## [EXERCISE DIRECTIONS]
Starting at the line with "If you could point to the blue jeans", set down each line of the entries below through the last one, exactly as it stands.

Referring expression pointing data

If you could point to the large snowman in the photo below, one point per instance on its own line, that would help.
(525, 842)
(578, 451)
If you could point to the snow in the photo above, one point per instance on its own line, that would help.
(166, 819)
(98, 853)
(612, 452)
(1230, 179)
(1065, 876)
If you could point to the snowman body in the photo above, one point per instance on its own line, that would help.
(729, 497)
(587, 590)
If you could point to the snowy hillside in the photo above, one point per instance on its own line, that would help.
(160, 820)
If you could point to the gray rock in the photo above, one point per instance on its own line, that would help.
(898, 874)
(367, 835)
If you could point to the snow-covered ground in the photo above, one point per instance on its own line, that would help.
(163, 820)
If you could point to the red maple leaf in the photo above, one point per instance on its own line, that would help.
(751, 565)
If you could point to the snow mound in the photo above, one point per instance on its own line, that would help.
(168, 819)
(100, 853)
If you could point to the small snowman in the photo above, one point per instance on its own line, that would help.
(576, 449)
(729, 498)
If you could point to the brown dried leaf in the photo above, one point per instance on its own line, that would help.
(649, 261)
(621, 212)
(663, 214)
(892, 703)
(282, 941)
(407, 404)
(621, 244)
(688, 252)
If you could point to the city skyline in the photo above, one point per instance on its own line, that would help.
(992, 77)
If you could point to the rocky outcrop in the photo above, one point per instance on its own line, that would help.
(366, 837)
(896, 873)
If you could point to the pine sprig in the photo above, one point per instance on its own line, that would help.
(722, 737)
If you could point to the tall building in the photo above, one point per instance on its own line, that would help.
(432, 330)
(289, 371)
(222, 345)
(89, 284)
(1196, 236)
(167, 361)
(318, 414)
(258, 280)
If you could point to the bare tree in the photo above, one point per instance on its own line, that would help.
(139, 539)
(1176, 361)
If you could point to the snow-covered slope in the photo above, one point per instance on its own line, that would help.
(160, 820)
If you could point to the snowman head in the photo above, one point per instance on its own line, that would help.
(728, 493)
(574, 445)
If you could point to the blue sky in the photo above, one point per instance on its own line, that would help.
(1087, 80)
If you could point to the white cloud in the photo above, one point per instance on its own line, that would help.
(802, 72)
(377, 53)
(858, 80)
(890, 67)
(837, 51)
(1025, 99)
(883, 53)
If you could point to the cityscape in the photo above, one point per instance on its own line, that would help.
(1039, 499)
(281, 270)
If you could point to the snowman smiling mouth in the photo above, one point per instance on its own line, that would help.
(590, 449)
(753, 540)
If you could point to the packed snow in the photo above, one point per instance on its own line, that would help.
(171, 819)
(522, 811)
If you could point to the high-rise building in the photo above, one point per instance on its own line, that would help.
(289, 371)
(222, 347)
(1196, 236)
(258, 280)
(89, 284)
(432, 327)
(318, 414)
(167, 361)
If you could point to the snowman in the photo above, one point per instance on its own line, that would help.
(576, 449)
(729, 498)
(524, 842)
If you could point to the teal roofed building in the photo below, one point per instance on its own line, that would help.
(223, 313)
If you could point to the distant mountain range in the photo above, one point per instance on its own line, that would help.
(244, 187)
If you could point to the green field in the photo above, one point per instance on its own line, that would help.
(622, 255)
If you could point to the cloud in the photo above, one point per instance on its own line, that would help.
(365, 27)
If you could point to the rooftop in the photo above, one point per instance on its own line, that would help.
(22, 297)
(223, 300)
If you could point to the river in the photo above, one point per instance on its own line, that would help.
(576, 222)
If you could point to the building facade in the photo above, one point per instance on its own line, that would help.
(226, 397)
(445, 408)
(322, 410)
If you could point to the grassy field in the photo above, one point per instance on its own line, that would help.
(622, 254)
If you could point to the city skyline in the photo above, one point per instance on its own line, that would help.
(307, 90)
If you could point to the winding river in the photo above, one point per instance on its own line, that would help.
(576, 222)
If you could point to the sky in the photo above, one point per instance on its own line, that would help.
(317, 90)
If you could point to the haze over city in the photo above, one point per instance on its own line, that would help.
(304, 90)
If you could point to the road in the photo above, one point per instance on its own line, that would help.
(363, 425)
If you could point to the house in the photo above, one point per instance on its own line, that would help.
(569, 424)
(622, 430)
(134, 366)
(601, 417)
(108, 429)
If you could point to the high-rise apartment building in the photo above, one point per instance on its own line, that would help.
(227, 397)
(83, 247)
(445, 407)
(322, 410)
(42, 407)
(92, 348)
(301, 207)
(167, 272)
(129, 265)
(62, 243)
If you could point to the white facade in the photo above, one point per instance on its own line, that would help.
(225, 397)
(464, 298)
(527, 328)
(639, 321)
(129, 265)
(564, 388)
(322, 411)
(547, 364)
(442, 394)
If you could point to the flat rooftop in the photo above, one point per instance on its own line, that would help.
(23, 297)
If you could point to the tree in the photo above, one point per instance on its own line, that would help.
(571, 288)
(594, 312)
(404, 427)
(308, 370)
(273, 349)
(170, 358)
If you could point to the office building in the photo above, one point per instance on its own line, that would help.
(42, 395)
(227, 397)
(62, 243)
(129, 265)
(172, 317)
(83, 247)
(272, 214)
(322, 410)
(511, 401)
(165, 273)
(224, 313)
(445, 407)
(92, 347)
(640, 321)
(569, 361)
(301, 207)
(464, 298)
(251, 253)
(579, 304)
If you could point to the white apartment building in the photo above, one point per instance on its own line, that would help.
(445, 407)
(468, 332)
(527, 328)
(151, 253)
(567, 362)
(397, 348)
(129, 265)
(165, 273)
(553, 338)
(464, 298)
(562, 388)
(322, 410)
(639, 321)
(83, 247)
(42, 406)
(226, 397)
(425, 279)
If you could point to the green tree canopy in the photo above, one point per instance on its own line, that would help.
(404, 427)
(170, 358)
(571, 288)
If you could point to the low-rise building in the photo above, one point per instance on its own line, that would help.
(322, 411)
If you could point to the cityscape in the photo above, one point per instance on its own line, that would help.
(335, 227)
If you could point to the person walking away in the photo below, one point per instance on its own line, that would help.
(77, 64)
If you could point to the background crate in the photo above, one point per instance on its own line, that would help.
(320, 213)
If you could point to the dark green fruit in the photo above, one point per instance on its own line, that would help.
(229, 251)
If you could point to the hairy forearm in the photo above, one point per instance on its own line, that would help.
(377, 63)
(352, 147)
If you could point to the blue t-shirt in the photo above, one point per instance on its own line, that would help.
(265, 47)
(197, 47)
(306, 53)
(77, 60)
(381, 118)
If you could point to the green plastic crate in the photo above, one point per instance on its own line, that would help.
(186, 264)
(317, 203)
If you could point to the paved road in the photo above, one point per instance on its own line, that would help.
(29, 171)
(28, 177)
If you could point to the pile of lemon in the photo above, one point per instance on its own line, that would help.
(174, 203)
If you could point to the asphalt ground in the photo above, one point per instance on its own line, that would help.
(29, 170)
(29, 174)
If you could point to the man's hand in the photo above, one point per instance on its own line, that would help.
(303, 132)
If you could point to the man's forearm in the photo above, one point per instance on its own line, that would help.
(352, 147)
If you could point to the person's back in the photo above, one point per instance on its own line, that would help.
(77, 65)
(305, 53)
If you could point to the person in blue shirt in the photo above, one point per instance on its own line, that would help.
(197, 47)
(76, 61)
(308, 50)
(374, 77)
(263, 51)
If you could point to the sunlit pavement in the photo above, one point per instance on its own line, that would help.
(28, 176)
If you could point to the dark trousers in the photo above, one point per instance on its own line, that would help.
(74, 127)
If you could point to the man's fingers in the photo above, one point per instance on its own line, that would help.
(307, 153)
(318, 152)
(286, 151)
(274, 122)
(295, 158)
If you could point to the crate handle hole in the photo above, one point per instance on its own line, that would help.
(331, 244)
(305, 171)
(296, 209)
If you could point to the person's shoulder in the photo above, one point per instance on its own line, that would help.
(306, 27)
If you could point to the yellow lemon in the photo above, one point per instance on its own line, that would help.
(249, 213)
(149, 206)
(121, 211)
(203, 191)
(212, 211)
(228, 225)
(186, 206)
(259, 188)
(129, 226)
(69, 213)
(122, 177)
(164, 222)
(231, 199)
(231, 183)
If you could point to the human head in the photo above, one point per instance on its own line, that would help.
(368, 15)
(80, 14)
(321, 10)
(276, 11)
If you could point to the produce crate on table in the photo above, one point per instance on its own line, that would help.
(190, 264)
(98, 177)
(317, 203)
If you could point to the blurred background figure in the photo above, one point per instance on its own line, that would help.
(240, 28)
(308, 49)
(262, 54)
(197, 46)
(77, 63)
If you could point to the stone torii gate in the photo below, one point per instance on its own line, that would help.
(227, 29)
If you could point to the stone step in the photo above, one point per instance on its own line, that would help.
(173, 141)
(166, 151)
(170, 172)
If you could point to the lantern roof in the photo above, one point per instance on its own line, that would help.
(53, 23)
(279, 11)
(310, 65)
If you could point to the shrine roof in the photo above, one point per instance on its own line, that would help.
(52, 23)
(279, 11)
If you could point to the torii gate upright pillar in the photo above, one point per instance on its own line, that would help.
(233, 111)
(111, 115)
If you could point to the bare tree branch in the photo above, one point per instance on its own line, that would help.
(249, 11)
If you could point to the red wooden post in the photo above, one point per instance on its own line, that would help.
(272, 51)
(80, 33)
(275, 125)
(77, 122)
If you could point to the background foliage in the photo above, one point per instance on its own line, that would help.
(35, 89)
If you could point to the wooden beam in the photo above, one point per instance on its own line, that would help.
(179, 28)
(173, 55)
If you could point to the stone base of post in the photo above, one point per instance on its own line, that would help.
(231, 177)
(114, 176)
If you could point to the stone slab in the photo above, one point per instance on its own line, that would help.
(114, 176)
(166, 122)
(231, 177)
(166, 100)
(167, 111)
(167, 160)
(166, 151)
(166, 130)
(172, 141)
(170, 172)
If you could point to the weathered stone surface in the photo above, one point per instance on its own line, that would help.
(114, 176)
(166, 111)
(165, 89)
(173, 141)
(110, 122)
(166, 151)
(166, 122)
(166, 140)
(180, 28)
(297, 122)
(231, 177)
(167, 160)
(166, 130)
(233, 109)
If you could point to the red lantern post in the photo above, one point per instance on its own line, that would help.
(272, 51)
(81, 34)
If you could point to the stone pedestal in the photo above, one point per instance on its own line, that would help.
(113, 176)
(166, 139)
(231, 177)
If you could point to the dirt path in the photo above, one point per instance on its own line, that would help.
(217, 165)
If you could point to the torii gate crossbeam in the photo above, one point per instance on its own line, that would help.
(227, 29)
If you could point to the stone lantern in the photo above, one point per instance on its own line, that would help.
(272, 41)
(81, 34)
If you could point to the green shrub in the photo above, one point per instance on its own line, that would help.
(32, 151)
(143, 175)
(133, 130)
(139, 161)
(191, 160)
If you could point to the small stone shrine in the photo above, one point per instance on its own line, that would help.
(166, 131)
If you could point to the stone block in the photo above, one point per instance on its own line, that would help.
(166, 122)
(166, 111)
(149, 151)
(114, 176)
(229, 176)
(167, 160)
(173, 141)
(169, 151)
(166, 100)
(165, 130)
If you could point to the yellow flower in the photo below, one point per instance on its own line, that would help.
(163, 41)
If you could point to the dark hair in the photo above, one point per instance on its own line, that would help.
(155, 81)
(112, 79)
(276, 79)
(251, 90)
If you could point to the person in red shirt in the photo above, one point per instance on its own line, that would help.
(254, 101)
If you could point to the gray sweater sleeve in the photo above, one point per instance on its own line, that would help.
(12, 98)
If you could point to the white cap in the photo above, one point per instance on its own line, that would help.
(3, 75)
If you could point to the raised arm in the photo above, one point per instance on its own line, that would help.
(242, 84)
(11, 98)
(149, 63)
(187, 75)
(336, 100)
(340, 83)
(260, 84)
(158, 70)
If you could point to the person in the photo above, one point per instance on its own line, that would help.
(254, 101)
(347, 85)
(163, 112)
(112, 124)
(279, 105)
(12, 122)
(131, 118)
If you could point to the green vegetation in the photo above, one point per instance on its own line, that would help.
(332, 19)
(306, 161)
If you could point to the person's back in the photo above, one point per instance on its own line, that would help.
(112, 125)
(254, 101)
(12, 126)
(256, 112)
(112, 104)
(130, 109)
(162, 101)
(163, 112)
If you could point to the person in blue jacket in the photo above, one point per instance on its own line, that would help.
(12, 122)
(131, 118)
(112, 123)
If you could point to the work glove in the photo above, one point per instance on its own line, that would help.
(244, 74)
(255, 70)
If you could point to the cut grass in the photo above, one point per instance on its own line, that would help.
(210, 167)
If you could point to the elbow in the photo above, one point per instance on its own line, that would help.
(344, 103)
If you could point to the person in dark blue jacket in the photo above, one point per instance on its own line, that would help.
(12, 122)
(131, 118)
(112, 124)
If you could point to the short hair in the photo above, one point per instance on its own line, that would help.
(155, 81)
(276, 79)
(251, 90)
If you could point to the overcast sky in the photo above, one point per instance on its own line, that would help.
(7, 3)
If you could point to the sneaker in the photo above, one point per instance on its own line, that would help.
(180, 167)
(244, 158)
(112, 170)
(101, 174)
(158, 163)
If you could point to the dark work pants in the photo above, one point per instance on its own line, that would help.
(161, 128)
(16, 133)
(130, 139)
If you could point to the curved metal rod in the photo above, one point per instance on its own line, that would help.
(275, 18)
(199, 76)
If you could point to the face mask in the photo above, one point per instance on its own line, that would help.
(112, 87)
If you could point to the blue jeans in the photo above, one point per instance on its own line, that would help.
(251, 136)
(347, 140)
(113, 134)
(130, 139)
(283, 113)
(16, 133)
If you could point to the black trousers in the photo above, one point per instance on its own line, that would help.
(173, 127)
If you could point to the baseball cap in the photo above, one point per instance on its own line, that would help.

## [RESULT FOR THIS TASK]
If you could point to the blue jeans in the photo above, one point per instance on its own line, that would help.
(251, 136)
(347, 140)
(113, 134)
(130, 139)
(283, 113)
(16, 133)
If you could point to the black trousers in the photo above, one point per instance on its own line, that would help.
(173, 127)
If you could point to the baseball cap in the photo above, one point per instance on its own line, that would help.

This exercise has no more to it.